Point-per-instance localization data:
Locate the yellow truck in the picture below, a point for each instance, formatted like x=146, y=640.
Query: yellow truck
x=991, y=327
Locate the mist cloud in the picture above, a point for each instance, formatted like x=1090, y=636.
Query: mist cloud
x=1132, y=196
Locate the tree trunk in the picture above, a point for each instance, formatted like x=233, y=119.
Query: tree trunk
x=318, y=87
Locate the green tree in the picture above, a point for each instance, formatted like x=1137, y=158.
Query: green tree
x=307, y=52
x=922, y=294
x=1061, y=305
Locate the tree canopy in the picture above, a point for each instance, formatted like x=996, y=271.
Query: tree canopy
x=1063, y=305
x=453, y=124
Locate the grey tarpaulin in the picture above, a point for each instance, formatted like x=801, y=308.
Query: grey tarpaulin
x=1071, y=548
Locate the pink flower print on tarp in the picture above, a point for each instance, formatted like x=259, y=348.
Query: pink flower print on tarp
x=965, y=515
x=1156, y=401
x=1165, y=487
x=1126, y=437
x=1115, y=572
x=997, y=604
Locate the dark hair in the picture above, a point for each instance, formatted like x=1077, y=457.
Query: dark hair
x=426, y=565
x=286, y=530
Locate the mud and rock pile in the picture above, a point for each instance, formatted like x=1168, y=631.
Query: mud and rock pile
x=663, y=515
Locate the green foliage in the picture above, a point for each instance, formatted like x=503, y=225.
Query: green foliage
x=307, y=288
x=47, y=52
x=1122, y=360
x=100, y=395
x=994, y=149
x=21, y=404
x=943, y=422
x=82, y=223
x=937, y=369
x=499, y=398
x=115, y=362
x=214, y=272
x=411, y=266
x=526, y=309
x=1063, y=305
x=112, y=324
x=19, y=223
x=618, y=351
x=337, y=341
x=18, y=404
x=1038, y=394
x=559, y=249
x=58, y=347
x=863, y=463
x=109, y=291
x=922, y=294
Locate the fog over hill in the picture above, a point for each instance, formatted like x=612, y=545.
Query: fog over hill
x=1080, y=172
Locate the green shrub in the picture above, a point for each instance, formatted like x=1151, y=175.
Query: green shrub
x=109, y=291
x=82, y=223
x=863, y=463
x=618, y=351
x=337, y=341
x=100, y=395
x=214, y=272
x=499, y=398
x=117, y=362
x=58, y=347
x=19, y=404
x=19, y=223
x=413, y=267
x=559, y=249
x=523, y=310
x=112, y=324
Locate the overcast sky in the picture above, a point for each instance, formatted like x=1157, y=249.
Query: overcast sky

Task statement: What are the lines of the data above that include the string "overcast"? Copy them.

Answer for this exercise:
Locate the overcast sky in the picture above, a point for each instance, formatted like x=1157, y=249.
Query: overcast sky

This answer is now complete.